I think Nnedi is one of the most important YA authors writing in English at the moment. Her books blend science fiction and fantasy in epic adventures, which draw heavily on African culture and beliefs. Zahrah the Windseeker, Nnedi’s Wole Soyinka Prize-winning debut, is my all-time favourite book for young people. I wrote on it a few months back, here.
Raised in Chicago by Nigerian parents, Nnedi was a teenage tennis star forced into more sedentary pursuits by a bout of scoliosis when she was at college.
When we met on my recent trip to Chicago, she told me: ‘I would not be writing but for the paralysis. I’d never have thought to pick up a pen. I was only nineteen, really athletic, but scoliosis painted my life.
‘It was like destiny making me write. It was terrible, brutal and completely changed my life in a very specific way. Destiny is brutal, it does not care about you.’
Destiny, and the limits of our freedom to question its demands, is a major theme of Akata Witch.

**DATA SUPPLIED**
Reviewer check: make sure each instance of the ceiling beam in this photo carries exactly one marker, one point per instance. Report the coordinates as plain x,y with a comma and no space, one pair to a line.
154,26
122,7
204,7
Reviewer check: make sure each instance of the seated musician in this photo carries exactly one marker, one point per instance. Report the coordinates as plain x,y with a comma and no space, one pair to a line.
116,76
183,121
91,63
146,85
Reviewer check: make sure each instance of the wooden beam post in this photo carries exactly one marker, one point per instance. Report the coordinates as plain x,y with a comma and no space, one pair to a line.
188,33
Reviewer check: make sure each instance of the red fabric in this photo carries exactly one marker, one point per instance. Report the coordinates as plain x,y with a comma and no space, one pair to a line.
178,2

==

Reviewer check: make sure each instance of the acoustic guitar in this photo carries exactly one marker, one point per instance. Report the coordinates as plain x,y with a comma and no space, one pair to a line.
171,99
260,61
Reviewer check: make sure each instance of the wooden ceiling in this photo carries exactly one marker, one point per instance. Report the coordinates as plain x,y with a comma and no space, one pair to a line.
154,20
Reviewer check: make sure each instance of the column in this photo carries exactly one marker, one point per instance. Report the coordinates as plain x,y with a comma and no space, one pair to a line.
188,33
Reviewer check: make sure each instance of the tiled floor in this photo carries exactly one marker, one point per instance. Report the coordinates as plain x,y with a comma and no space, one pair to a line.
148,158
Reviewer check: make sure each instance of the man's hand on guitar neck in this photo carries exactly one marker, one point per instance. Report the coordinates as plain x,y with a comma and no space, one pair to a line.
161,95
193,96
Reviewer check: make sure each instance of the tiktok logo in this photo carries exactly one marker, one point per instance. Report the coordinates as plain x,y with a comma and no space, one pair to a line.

**TASK REQUIREMENTS**
**1)** Sum up the passage about Nnedi in two sentences.
**2)** Please extend the passage about Nnedi, picking up after its final sentence.
These lines have no connection to the passage about Nnedi.

**RESPONSES PER TASK**
**1)** The writer considers Nnedi one of the most important YA authors writing in English, with books that blend science fiction and fantasy in epic adventures drawing heavily on African culture and beliefs, and names her debut, Zahrah the Windseeker, an all-time favorite book for young people. Raised in Chicago by Nigerian parents, Nnedi was a teenage tennis star until scoliosis at college turned her to writing, which she describes as brutal destiny, and destiny is a major theme of Akata Witch.

**2)**
Its hero, 12-year-old Sunny, is an American-born girl who moves to Nigeria with her parents. As an albino and an akata (a derogatory term for black Americans), she is an outcast within her community. Yet when she begins to develop strange powers and joins the secret society of Leopard People, it seems Sunny may have a part to play in saving the world from apocalypse…
Nnedi freely admits she’s a fan of putting teenage protagonists through the Hero’s Journey as described by Joseph Campbell: ‘I LOVE the hero’s journey. I can’t get enough of it. Coming of age is a magical time, in-between, full of conflict. And writers love conflict!’
What makes Akata Witch stand out from other fantasy quests, is the marginalized quality of the heroic protagonist. Sunny is not ‘the chosen one’ nor even, like Harry Potter, a key player in the battle for the survival of the world.
When Sunny and her friends are sent to frustrate a child-murdering sorcerer’s attempt to summon a monstruous spirit, they are merely one more team in a long line of failed, dispensable young magicians.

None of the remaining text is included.